BEGIN Supplied information

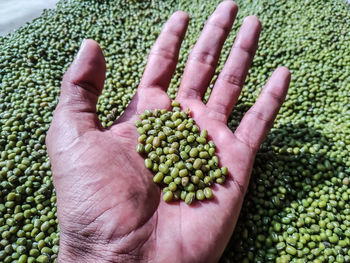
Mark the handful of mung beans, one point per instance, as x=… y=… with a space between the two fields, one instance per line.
x=184 y=162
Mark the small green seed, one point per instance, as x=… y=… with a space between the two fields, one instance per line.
x=168 y=196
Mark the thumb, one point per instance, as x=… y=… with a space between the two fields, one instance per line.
x=83 y=81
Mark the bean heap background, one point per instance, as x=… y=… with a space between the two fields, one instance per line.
x=297 y=206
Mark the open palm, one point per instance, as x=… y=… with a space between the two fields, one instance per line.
x=109 y=209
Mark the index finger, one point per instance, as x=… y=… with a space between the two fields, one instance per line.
x=164 y=54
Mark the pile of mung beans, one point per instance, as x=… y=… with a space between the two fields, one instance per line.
x=178 y=152
x=297 y=207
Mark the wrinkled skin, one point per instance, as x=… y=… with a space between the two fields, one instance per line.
x=109 y=209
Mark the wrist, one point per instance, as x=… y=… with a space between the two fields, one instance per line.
x=85 y=250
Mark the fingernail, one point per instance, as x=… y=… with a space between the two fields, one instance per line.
x=82 y=46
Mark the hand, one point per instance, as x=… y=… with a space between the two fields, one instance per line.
x=109 y=209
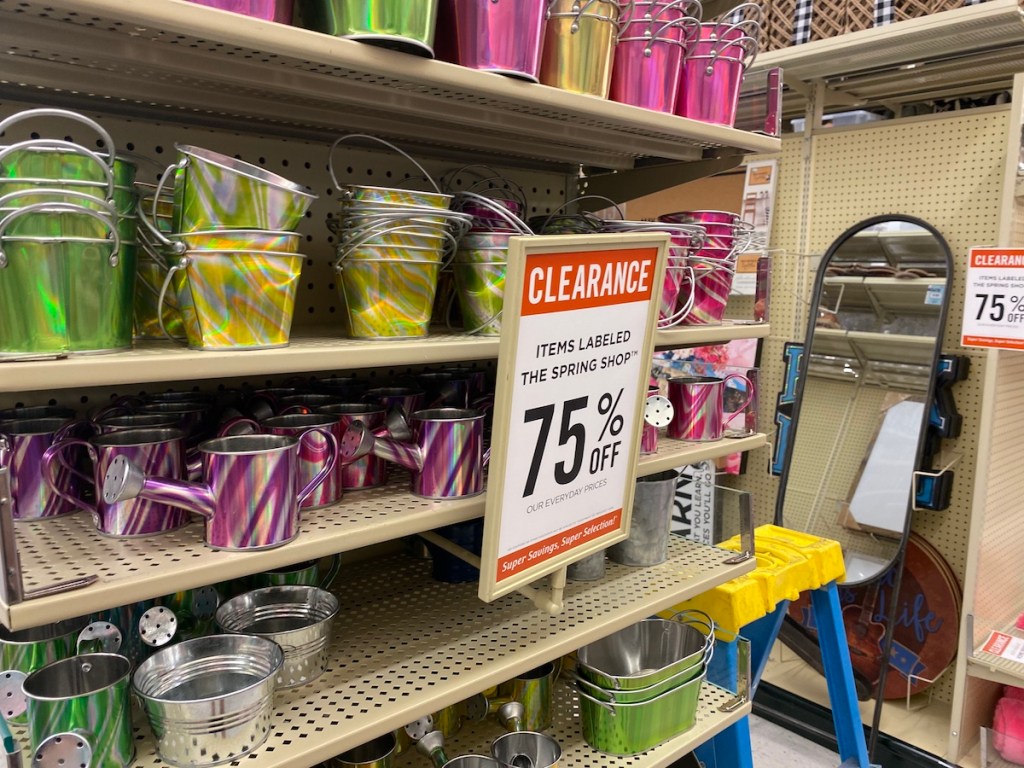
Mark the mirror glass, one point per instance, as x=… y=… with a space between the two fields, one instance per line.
x=877 y=321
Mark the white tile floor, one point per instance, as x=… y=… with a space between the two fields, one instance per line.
x=774 y=747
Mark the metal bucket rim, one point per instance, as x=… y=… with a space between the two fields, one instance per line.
x=243 y=168
x=120 y=669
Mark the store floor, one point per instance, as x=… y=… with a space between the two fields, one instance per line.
x=774 y=747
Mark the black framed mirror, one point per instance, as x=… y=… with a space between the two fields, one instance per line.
x=866 y=379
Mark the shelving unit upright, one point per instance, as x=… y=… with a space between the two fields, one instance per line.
x=156 y=72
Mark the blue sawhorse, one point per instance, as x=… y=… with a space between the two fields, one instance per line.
x=731 y=748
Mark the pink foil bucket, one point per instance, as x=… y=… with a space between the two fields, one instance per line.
x=699 y=406
x=270 y=10
x=713 y=74
x=499 y=36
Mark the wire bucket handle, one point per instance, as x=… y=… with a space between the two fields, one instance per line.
x=340 y=139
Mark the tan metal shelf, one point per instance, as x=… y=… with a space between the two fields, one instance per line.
x=131 y=569
x=976 y=48
x=475 y=738
x=159 y=360
x=185 y=61
x=406 y=645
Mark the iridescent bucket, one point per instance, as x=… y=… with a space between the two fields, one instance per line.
x=499 y=36
x=579 y=46
x=235 y=299
x=388 y=298
x=714 y=71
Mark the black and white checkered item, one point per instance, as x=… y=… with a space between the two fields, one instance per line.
x=883 y=12
x=802 y=22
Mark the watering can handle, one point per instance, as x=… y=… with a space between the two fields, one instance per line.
x=54 y=454
x=182 y=264
x=71 y=146
x=58 y=208
x=750 y=396
x=327 y=468
x=330 y=159
x=49 y=112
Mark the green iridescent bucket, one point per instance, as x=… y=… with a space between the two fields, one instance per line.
x=399 y=25
x=60 y=295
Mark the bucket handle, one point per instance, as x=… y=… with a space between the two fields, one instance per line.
x=330 y=159
x=327 y=468
x=76 y=196
x=682 y=313
x=54 y=455
x=182 y=264
x=49 y=112
x=520 y=226
x=577 y=200
x=59 y=208
x=71 y=146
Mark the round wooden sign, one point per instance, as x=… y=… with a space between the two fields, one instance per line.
x=927 y=622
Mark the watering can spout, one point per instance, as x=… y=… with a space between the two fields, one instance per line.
x=358 y=440
x=126 y=480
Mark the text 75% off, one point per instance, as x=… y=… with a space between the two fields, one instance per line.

END Supplied information

• Task directions
Format the data from its start through the line containing "x=168 y=196" as a JSON list of strings, one string per line, skipping blank lines. Omit the pictures from your answer.

• Output of the exercise
[
  "Mark the handful of mung beans, one point per instance, as x=… y=… with a space between the two fields, one instance per line.",
  "x=184 y=162",
  "Mark the small green seed, one point per instance, as x=… y=… with a space between the two fields, one instance per line.",
  "x=168 y=196"
]